▶ [SUPPLIED TEXT]:
# Karate



## Bob Hubbard (Aug 12, 2001)

From the rec.martialarts FAQ

(Contributors: Howard S. High - GODZILLA@kuhub.cc.ukans.edu,
               Avron Boretz - aab2@cornell.edu,
               Izar Tarandach - izar@cs.huji.ac.il,
               Richard Parry - parry_r@kosmos.wcc.govt.nz)

Intro:

Somewhat generic term used for Japanese and Okinawan fighting arts.

Origin:         Okinawa

History:

Karate is a term that either means "Chinese hand" or "Empty hand"
depending on which Japanese or Chinese characters you use to write it.
 The Okinawan Karates could be said to have started in the 1600s when
Chinese practitioners of various Gongfu styles mixed and trained with
local adherents of an art called "te" (meaning "hand") which was a
very rough, very simple fighting style similar to Western boxing.
These arts generally developed into close- range, hard, external
styles.

▶ [REQUIRED TASK A]: Output the entries as a numbered list, covering everything from the first line of the entries down to the line that contains "x=393 y=168", leaving out blank lines and any pictures.

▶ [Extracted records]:
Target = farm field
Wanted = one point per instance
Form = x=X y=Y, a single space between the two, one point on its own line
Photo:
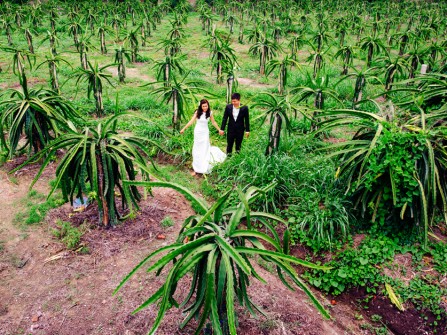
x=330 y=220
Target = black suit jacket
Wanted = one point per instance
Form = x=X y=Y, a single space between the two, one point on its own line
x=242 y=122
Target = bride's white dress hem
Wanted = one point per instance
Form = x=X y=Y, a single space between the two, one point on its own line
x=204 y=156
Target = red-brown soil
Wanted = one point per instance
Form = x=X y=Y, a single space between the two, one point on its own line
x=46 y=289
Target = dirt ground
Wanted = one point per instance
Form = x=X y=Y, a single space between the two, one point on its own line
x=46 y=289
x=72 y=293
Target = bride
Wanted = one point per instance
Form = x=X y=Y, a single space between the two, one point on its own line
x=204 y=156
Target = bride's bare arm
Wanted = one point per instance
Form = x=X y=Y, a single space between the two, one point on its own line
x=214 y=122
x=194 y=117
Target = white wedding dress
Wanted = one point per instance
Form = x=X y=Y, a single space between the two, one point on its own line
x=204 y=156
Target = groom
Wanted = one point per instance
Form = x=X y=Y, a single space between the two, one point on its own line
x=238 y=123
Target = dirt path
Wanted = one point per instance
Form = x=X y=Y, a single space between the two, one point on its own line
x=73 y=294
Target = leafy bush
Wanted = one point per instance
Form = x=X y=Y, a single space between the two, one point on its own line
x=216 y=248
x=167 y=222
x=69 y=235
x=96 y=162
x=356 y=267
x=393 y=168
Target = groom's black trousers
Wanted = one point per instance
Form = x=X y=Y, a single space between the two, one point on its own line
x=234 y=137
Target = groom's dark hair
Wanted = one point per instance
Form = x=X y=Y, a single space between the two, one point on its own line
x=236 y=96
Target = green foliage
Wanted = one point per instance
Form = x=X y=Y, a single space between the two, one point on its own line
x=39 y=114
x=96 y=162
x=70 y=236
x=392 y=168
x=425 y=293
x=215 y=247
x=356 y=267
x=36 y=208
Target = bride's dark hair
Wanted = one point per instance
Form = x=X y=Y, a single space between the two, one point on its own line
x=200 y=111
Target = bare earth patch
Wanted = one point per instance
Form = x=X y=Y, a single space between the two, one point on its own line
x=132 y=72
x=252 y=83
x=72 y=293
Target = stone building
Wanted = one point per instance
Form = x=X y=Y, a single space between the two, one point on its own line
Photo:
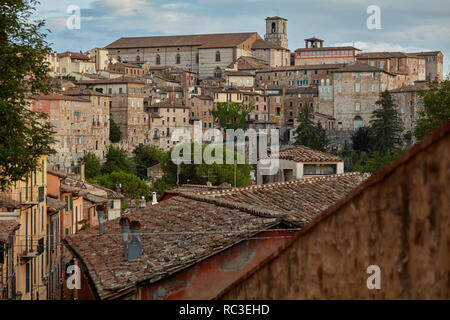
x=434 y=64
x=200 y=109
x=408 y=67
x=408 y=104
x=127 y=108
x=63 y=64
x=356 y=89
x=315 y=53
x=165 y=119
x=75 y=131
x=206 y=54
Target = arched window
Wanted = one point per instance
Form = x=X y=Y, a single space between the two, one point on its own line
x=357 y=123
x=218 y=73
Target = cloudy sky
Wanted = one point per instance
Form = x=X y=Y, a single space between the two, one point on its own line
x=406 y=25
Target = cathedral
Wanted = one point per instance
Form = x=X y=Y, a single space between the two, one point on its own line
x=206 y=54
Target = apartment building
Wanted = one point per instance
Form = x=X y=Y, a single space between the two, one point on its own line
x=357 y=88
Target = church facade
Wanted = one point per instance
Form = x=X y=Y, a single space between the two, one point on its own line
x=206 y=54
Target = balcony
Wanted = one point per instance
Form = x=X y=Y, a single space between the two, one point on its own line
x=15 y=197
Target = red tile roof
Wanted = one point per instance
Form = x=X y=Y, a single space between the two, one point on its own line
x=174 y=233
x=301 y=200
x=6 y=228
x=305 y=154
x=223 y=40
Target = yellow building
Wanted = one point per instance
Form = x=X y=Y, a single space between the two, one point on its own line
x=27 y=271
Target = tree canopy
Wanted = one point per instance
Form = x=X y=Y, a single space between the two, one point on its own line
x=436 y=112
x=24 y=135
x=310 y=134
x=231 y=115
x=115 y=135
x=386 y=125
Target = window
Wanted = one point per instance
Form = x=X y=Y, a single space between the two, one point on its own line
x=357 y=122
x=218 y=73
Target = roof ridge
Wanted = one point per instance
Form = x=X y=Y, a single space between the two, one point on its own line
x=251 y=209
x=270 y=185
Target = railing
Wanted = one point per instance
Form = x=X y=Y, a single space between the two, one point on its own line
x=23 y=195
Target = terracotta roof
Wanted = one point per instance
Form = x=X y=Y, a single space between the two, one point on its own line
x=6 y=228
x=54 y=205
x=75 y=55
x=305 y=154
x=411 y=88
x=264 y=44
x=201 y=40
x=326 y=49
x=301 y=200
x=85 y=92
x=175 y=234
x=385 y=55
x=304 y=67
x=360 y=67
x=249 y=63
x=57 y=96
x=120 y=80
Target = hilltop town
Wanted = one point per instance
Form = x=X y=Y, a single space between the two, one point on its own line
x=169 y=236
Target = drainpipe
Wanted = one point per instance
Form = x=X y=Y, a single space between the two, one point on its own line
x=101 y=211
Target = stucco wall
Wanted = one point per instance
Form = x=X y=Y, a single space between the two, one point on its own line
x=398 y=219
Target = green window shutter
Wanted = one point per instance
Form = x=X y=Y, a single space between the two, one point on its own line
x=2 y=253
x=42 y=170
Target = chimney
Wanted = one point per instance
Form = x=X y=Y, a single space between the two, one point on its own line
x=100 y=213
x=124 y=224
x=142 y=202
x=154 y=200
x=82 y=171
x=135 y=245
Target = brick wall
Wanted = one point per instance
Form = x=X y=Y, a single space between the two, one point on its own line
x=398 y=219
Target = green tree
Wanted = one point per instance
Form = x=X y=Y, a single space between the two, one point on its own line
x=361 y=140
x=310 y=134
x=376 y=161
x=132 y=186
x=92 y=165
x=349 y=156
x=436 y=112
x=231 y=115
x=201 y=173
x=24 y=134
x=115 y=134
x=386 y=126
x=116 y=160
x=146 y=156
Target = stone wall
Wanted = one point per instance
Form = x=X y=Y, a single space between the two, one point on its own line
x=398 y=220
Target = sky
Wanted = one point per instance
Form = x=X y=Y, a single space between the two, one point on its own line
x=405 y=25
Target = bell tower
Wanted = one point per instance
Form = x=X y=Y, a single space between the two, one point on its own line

▶ [REQUIRED TASK B]: Edit the karate text by rewriting everything from "From the rec.martialarts" down to "Parry - parry_r@kosmos.wcc.govt.nz)" with "Contributors" changed to "Authors".

▶ [FULL SOLUTION A]:
1. Target = farm field
2. Wanted = one point per instance
3. Form = x=X y=Y, a single space between the two, one point on its own line
4. Photo:
5. x=330 y=220
6. Target = black suit jacket
7. Wanted = one point per instance
8. Form = x=X y=Y, a single space between the two, one point on its own line
9. x=242 y=122
10. Target = bride's white dress hem
11. Wanted = one point per instance
12. Form = x=X y=Y, a single space between the two, one point on its own line
13. x=204 y=156
14. Target = red-brown soil
15. Wanted = one point per instance
16. Form = x=X y=Y, a single space between the two, one point on its own line
17. x=46 y=289
18. Target = dirt ground
19. Wanted = one point per instance
20. Form = x=X y=Y, a single space between the two, one point on its own line
21. x=46 y=289
22. x=72 y=293
23. Target = bride
24. Wanted = one point per instance
25. Form = x=X y=Y, a single space between the two, one point on its own line
26. x=204 y=156
27. Target = bride's bare arm
28. Wanted = one point per instance
29. Form = x=X y=Y, a single space between the two, one point on its own line
30. x=214 y=122
31. x=194 y=117
32. Target = white wedding dress
33. Wanted = one point per instance
34. Form = x=X y=Y, a single space between the two, one point on its own line
35. x=204 y=156
36. Target = groom
37. Wanted = one point per instance
38. Form = x=X y=Y, a single space between the two, one point on its own line
39. x=238 y=123
40. Target = dirt path
41. Wanted = one point per instance
42. Form = x=X y=Y, a single space between the two, one point on its own line
43. x=73 y=294
44. Target = leafy bush
45. Wanted = one point per instance
46. Form = x=X y=Y, a single space between the two, one point on its own line
47. x=216 y=248
48. x=167 y=222
49. x=69 y=235
50. x=96 y=162
51. x=356 y=267
52. x=393 y=168

▶ [FULL SOLUTION B]:
From the rec.martialarts FAQ

(Authors: Howard S. High - GODZILLA@kuhub.cc.ukans.edu,
               Avron Boretz - aab2@cornell.edu,
               Izar Tarandach - izar@cs.huji.ac.il,
               Richard Parry - parry_r@kosmos.wcc.govt.nz)